── TEXT BLOCK
Patients operated on by women “fare better” than those treated by men, according to two new studies.
Doctors in Canada and Sweden reviewed more than 1 million patient records and found that people seen by female surgeons had significantly better outcomes than those seen by male ones - with fewer post-op complications, shorter ward stays, and a lower chance of being re-admitted to hospital.
There was also a stark difference in death rates, the studies revealed, with patients treated by male surgeons 25% more likely to die one year after their operation than those treated by female surgeons.
Researchers are investigating potential reasons for the differences - but so far, records suggest female surgeons tend to operate more slowly and may achieve better results by taking their time in theatre. The results could also reflect differences in communication, style, and the doctor-patient relationships, the studies added.
Dr Christopher Wallis, who led one of the studies at Mount Sinai hospital in Toronto, Canada, said the findings should prompt male surgeons to reflect on their approach to operations - and consider how they could learn from their female counterparts. “As a male surgeon, I think this data should cause me and my colleagues to pause and consider why this may be,” he said.
────
── DATA EXTRACTS
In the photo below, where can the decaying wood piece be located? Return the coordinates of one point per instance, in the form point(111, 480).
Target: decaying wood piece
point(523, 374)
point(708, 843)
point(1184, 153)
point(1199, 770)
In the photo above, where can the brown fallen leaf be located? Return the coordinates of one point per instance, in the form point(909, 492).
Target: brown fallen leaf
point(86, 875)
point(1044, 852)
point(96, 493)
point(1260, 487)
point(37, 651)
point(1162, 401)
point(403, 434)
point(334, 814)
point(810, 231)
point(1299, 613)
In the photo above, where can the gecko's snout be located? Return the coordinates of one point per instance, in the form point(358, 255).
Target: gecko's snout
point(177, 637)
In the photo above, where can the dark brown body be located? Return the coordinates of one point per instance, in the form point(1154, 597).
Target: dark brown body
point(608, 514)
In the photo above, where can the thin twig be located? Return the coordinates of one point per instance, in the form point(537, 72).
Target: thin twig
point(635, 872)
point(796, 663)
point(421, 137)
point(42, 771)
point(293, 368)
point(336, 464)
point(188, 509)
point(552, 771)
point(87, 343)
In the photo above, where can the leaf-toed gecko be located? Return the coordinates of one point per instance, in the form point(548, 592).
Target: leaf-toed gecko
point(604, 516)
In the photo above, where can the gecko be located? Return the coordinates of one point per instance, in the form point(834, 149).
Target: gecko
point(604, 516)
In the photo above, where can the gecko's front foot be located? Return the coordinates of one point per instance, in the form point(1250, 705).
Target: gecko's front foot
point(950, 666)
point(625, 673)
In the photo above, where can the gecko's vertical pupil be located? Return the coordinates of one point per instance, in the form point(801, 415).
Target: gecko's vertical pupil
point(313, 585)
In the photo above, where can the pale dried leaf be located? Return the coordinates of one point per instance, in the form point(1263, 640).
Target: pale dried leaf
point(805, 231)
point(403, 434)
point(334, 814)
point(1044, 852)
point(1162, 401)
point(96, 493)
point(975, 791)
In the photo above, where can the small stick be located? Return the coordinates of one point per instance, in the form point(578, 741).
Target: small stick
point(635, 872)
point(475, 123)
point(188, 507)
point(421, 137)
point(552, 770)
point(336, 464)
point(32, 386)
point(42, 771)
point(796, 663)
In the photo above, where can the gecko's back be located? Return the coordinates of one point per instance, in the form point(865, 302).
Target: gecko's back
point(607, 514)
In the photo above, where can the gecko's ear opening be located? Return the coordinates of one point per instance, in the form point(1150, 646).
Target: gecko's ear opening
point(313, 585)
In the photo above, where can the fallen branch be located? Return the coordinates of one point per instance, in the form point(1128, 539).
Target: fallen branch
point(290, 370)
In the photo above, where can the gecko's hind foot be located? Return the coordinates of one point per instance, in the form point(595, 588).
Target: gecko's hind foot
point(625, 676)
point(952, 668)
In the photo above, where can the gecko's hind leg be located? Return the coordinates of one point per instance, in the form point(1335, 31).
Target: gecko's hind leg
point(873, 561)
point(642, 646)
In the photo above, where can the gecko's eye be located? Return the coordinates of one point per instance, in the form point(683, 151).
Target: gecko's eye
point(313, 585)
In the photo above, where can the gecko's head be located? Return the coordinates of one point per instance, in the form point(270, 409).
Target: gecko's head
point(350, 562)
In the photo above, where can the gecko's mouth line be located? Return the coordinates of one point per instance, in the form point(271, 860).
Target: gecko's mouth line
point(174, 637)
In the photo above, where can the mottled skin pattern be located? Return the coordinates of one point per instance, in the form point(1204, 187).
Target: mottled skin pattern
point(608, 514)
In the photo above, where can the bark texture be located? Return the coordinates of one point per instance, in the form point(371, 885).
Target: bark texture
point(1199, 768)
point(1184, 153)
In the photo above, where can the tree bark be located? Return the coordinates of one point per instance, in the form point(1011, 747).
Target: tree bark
────
REQUIREMENT A:
In the text about surgeon gender and patient outcomes, how much more likely were patients of male surgeons to die one year after their operation?
REQUIREMENT B:
Resume the text about surgeon gender and patient outcomes, picking up right after its final sentence.

EXPECTED OUTPUT A:
They were 25% more likely to die than patients treated by female surgeons.

EXPECTED OUTPUT B:
Wallis’s team looked specifically at medical complications, readmission to hospital, and death rates after surgery in nearly 1.2 million Ontario patients between 2007 and 2019 - records which included 25 different surgical procedures on the heart, brain, bones, organs, and blood vessels.
The resulting study, published in the journal JAMA Surgery, found that 90 days after an operation, 13.9% of patients treated by a male surgeon had “adverse post-operative events”, compared with 12.5% treated by a female surgeon. Meanwhile, a year after surgery, adverse events were seen in 20.7% of patients operated on by women compared with 25% treated by men.
The study conducted in Sweden, also published in JAMA Surgery, reviewed 150,000 patient outcomes following surgery to remove the gallbladder. Again, fewer complications and shorter hospital stays were observed when patients were treated by women, with those treated by men more likely to suffer bleeding, bile duct injury, and abscesses.
Female surgeons were also found to be less likely to switch from keyhole to open surgery as they operated, and took more time in the theatre - with the study commenting that caution “might be a favourable quality”.
Dr My Blohm, one of the researchers at the Karolinska Institute in Stockholm, commented: “In some countries there is a general belief that male surgeons are superior to female surgeons. Interestingly, most previously published studies indicate that female surgeons are at least as good as male surgeons, or as in this case even slightly better.”
In England, women make up 15% of consultant surgeons, up from only 3% in 1991. Professor Scarlett McNally, a surgeon and president of the Medical Women’s Federation, told The Times that 91% of women surgeons had experienced sexism in their profession.
Commenting on the studies in Canada and Sweden, McNally also offered other possible reasons for the disparity. She said that the Centre for Perioperative Care, where she is deputy director, had evidence that the risk of many complications of surgery could be halved when patients prepared well for an operation - such as through daily exercise or stopping smoking or drinking.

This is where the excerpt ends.